(Stored items from a collection)
────────────────
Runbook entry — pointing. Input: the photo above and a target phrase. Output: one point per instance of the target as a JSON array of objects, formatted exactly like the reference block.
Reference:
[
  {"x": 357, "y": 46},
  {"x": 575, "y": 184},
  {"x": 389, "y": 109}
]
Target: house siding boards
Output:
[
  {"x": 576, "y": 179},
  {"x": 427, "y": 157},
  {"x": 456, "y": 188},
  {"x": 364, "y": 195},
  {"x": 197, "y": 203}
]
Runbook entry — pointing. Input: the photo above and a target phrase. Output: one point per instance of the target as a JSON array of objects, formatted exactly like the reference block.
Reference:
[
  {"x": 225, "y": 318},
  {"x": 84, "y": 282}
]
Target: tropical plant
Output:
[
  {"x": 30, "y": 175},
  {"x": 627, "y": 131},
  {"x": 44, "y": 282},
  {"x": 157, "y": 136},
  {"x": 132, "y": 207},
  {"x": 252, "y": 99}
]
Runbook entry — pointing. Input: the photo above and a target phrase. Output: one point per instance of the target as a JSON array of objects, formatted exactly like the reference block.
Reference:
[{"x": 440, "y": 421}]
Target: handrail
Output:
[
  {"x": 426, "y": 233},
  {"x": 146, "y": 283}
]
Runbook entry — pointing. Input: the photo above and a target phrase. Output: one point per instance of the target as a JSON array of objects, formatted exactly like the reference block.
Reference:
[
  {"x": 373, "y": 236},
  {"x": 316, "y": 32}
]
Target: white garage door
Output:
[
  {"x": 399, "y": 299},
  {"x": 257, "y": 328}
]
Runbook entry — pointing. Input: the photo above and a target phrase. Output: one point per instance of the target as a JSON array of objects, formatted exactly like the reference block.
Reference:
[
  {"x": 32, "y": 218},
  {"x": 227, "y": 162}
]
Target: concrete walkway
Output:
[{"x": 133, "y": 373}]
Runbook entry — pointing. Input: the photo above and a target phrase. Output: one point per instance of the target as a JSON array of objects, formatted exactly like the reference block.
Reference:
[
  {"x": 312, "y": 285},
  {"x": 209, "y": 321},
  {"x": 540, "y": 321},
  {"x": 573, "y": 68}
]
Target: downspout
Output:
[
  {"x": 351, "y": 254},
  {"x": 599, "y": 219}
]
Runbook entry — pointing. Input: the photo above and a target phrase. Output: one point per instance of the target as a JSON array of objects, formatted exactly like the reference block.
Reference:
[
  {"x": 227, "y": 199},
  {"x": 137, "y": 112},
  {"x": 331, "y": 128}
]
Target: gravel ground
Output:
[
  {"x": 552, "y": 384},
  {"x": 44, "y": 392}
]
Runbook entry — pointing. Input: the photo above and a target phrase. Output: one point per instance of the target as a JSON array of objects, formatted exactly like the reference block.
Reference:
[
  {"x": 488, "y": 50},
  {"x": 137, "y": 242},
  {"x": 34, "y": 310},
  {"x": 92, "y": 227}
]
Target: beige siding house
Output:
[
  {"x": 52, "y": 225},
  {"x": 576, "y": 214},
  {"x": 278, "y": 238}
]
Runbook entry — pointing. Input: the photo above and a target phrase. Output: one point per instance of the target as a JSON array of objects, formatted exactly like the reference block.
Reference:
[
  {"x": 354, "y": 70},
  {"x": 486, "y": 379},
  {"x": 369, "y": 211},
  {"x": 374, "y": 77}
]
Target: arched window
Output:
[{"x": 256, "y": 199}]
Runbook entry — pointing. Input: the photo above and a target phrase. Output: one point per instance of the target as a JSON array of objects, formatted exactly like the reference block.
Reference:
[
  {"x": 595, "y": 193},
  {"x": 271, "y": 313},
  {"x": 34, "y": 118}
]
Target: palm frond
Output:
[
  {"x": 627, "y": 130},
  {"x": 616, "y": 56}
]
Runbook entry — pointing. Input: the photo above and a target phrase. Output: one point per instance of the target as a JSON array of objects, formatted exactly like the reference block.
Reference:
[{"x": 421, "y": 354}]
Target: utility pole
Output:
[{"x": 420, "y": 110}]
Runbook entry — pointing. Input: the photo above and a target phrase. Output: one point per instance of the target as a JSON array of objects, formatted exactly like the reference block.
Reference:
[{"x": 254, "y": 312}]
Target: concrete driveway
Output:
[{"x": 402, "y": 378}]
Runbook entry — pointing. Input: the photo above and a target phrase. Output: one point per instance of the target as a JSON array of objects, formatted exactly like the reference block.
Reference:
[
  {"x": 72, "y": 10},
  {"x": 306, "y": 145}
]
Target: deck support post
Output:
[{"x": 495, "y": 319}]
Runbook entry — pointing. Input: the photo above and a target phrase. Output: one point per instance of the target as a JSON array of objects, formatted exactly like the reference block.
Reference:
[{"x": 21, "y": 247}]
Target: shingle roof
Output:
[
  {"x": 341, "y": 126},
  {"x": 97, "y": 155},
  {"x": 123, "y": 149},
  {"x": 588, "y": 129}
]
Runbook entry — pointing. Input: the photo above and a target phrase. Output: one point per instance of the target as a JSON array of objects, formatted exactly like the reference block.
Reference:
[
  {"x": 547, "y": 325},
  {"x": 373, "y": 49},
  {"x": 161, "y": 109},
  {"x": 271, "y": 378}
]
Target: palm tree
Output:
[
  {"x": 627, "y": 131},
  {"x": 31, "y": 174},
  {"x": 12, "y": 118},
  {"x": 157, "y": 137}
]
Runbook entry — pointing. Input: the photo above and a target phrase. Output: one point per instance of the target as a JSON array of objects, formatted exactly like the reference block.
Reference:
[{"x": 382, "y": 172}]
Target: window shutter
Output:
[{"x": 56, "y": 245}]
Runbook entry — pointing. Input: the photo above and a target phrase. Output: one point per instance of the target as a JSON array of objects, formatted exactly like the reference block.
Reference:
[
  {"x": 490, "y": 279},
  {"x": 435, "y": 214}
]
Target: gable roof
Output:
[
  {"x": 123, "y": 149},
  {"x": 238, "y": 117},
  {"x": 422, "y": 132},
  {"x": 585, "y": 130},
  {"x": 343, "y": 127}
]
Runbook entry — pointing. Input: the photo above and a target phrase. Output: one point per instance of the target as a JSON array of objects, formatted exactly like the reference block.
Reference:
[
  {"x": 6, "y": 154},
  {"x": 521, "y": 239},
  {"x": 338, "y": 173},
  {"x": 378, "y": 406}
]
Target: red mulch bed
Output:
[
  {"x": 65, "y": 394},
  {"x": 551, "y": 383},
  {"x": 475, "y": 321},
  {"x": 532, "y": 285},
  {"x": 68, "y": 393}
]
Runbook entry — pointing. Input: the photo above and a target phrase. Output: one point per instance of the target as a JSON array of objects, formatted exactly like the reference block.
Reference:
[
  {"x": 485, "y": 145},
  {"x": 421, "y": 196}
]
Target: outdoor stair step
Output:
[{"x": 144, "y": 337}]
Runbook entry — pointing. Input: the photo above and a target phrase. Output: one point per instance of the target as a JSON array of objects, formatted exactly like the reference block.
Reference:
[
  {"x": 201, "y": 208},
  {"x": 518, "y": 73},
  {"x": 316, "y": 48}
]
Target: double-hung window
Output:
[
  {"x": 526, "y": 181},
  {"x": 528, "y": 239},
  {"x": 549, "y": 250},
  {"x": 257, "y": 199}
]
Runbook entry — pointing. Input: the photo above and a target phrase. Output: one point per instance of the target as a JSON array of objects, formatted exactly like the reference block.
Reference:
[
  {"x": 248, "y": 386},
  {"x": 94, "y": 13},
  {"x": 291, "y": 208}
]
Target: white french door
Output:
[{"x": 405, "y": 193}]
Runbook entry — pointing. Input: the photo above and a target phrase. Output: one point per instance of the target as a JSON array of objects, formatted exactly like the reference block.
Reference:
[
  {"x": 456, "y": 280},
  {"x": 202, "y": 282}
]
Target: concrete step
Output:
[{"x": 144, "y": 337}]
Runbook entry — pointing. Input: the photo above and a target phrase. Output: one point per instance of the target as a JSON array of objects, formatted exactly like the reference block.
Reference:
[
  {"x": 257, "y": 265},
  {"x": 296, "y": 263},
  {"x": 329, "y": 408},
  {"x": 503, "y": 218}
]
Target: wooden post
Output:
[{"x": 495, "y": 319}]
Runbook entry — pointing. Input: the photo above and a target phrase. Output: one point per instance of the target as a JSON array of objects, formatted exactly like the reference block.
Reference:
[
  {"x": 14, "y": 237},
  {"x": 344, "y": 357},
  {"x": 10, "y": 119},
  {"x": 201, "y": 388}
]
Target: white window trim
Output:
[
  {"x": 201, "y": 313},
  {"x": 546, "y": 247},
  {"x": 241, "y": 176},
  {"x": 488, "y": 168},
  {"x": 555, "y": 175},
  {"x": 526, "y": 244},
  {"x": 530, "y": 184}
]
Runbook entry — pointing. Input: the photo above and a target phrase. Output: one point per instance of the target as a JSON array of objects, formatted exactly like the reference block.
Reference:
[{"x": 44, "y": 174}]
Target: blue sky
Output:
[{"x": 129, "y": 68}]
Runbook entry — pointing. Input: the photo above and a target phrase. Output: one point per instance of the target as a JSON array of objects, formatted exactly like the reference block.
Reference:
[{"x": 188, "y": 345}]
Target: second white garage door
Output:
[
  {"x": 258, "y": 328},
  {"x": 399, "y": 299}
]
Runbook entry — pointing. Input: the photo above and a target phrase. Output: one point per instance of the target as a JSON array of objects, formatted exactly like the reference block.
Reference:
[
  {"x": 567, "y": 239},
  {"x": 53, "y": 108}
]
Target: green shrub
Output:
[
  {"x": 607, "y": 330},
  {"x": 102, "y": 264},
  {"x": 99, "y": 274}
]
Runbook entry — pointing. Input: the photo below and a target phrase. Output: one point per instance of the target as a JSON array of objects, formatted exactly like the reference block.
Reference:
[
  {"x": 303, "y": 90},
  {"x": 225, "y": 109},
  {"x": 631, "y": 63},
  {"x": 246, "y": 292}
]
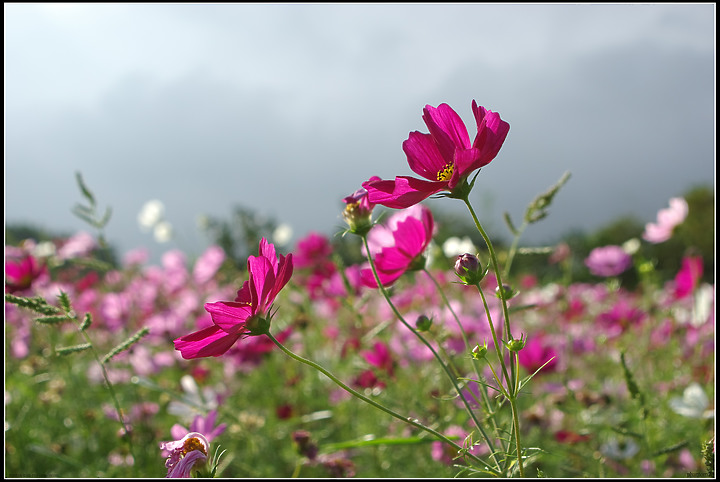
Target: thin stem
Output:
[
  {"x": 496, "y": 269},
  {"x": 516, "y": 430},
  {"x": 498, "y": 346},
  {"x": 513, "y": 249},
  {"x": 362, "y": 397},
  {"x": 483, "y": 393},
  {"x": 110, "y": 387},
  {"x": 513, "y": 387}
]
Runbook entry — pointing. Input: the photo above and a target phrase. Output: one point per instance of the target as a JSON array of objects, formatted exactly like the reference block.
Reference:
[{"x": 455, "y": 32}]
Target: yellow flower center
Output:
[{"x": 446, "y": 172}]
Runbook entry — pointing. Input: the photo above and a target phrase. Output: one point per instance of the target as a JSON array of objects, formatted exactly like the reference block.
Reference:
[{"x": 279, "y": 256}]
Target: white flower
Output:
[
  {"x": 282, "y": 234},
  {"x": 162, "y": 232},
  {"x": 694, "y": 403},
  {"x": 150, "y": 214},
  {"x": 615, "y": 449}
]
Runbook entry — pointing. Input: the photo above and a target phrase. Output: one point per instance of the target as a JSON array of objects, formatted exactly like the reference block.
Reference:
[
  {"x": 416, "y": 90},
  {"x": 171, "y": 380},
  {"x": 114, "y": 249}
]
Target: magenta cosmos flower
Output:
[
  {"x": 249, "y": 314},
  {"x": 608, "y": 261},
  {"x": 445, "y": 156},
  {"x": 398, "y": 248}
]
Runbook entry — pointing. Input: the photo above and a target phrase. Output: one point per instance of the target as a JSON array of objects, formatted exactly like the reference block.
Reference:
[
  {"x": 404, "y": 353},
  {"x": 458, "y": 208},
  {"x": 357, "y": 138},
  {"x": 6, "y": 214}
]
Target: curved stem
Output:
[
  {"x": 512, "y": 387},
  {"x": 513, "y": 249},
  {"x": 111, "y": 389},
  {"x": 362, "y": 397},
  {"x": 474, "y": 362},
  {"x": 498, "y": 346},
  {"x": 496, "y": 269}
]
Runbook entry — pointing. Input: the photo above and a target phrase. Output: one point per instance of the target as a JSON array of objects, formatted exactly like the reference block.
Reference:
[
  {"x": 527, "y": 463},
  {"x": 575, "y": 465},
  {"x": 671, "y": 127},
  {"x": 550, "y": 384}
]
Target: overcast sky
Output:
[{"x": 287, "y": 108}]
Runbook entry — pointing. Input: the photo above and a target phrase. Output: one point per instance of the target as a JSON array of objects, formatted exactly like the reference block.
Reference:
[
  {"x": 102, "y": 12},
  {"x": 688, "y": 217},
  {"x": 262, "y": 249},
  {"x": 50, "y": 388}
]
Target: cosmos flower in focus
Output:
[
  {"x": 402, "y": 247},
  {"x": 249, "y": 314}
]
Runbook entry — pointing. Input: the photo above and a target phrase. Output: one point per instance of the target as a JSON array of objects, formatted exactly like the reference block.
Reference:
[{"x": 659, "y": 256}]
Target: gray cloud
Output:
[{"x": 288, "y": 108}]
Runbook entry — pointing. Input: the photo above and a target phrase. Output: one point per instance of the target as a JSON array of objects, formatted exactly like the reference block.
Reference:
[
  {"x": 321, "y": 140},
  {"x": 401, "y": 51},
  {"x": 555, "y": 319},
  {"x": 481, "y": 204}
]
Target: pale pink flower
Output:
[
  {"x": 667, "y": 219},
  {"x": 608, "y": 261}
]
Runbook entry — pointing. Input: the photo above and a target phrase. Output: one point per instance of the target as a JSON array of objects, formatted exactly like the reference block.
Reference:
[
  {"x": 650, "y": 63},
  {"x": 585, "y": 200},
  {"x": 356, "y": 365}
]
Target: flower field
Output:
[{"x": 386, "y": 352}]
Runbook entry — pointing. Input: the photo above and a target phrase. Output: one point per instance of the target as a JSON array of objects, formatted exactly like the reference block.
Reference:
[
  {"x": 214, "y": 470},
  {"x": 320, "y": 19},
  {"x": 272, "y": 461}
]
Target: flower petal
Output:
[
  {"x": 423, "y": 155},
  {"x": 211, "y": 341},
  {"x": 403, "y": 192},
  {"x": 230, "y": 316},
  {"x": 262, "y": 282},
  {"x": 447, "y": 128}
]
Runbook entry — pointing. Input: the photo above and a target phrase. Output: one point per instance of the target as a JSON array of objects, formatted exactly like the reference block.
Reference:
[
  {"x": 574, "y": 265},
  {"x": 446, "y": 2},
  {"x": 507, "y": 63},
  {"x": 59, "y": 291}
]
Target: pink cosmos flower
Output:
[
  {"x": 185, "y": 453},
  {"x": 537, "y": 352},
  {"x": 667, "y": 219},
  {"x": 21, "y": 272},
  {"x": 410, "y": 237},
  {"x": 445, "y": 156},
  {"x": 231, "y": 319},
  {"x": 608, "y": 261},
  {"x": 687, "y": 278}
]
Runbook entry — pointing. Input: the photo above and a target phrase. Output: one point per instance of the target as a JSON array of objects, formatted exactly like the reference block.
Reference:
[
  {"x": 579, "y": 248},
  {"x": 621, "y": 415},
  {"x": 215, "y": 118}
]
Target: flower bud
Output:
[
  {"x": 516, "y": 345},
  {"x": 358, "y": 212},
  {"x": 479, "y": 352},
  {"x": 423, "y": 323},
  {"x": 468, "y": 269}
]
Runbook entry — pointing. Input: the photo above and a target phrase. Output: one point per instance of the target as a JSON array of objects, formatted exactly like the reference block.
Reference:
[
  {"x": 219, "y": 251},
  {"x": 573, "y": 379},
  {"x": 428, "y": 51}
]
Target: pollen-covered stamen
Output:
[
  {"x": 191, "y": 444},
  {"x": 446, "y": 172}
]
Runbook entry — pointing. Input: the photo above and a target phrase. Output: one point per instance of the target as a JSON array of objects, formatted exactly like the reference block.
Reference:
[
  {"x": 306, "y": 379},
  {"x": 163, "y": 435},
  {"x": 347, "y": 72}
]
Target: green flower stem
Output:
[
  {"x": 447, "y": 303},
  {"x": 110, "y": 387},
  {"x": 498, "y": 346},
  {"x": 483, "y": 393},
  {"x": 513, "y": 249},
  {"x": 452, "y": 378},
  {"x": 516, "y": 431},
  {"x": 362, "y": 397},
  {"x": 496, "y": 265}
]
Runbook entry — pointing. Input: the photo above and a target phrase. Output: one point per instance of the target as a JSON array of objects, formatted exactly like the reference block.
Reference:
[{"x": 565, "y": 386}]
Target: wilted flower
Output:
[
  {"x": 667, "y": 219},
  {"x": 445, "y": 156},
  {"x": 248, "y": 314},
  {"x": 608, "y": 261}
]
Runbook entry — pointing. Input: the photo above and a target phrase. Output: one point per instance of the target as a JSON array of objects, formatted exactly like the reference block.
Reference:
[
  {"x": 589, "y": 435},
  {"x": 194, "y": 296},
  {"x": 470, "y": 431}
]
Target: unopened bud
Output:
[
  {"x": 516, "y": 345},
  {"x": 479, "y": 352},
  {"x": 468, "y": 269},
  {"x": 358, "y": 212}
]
────────────────
- **Short task**
Please select every line in the rows above that contains the word "white" and copy each one.

- **Task output**
Target: white garage door
Target: white french door
Target: white window trim
Target: second white garage door
Target: white flower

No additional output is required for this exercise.